• **EXERCISE INSTRUCTIONS**
Extract exactly and only the lines of the data below, starting at the line with "伊江島や</item>, I would be grateful." and stopping after the final line.

• **MATERIAL FOR THIS EXERCISE**
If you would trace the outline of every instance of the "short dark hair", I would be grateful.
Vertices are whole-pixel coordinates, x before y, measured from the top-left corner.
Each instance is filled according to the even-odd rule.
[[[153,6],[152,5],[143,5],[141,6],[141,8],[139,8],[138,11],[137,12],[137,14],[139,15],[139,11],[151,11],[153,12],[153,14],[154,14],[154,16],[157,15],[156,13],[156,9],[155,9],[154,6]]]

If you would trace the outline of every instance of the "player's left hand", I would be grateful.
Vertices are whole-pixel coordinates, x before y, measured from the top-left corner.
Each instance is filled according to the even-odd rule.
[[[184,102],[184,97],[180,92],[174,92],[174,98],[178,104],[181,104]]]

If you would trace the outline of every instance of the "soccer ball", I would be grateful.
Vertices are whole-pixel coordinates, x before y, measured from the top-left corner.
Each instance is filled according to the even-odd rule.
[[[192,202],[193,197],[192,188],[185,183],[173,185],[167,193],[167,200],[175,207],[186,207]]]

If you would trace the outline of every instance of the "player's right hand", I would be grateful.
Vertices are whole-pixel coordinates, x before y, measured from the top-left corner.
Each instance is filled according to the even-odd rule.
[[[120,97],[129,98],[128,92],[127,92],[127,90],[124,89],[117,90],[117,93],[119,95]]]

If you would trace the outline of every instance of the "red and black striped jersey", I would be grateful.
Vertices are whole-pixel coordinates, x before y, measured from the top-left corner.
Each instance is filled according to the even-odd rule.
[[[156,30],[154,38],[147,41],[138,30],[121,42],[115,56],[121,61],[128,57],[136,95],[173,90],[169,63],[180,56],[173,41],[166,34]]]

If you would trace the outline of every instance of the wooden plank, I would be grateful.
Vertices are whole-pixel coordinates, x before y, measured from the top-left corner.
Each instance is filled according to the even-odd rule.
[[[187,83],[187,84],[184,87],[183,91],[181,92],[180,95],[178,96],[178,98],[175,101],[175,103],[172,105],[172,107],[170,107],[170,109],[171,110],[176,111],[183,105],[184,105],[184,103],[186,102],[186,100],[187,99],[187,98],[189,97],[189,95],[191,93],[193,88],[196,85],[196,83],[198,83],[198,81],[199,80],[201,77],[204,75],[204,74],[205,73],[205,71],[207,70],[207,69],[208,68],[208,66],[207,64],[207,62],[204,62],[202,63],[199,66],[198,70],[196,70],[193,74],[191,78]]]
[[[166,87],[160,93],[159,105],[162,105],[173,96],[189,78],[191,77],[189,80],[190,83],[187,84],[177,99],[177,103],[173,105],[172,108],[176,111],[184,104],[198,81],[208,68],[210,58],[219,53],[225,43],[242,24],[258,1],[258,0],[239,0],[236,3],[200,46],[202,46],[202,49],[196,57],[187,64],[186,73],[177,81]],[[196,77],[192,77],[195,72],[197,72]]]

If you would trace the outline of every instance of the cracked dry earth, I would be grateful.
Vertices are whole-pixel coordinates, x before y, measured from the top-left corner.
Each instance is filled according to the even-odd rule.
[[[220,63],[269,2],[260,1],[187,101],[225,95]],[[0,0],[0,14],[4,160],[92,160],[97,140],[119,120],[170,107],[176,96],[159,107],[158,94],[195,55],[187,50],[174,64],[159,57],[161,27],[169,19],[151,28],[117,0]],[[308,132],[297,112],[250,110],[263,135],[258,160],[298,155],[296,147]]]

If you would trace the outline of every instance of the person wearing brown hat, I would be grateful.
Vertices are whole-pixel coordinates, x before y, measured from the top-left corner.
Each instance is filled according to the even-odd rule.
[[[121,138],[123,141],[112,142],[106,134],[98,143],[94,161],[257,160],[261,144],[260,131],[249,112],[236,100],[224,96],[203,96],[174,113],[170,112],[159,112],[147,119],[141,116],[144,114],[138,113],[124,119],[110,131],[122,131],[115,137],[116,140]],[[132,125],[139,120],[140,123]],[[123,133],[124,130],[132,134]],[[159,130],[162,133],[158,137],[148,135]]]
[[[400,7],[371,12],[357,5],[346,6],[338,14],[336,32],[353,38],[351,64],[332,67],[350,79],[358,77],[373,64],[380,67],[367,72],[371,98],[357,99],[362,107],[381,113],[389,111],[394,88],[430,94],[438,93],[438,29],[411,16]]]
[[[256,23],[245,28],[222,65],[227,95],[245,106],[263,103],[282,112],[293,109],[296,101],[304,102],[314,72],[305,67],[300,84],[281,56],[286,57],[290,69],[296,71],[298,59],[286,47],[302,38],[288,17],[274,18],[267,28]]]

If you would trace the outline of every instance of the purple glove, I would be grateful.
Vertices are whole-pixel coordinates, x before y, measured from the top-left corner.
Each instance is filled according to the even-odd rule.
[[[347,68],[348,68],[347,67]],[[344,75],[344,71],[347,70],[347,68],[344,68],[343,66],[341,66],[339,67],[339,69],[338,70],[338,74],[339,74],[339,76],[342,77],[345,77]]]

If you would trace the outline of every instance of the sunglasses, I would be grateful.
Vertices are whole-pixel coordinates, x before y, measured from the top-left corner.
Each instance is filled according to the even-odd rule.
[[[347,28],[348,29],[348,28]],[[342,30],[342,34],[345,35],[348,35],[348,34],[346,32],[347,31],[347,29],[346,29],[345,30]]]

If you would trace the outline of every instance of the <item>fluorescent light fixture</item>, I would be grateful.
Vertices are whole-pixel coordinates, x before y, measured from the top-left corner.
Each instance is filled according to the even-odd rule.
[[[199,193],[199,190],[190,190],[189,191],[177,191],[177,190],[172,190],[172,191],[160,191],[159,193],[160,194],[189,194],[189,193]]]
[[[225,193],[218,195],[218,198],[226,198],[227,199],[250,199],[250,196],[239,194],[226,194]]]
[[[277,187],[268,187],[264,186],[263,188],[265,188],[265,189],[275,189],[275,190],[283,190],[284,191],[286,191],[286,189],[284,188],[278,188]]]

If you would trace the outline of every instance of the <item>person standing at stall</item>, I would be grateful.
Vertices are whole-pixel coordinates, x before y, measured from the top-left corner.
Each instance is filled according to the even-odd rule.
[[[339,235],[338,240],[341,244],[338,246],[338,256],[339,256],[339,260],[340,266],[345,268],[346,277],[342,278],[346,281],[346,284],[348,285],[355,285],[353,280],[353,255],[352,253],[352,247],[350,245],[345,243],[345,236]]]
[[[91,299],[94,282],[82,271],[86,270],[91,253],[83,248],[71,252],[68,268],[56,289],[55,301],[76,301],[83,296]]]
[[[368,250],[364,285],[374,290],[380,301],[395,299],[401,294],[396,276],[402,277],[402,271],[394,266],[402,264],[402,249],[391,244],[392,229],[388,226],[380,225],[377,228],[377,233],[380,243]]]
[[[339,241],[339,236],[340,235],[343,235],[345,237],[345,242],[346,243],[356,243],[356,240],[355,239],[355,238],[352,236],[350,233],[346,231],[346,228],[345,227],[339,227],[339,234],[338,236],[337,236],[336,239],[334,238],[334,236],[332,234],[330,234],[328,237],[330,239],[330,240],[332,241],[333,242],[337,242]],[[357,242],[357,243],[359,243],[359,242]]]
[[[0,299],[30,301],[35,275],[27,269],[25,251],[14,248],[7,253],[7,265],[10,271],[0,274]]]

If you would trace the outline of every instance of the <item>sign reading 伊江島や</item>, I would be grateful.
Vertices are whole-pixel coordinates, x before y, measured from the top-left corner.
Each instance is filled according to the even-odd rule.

• **SOLUTION TO THE EXERCISE**
If you would trace the outline of every instance of the <item>sign reading 伊江島や</item>, I would be grateful.
Vertices are whole-pixel coordinates, x before y, measured from the top-left corner.
Each instance is filled according to the even-odd rule.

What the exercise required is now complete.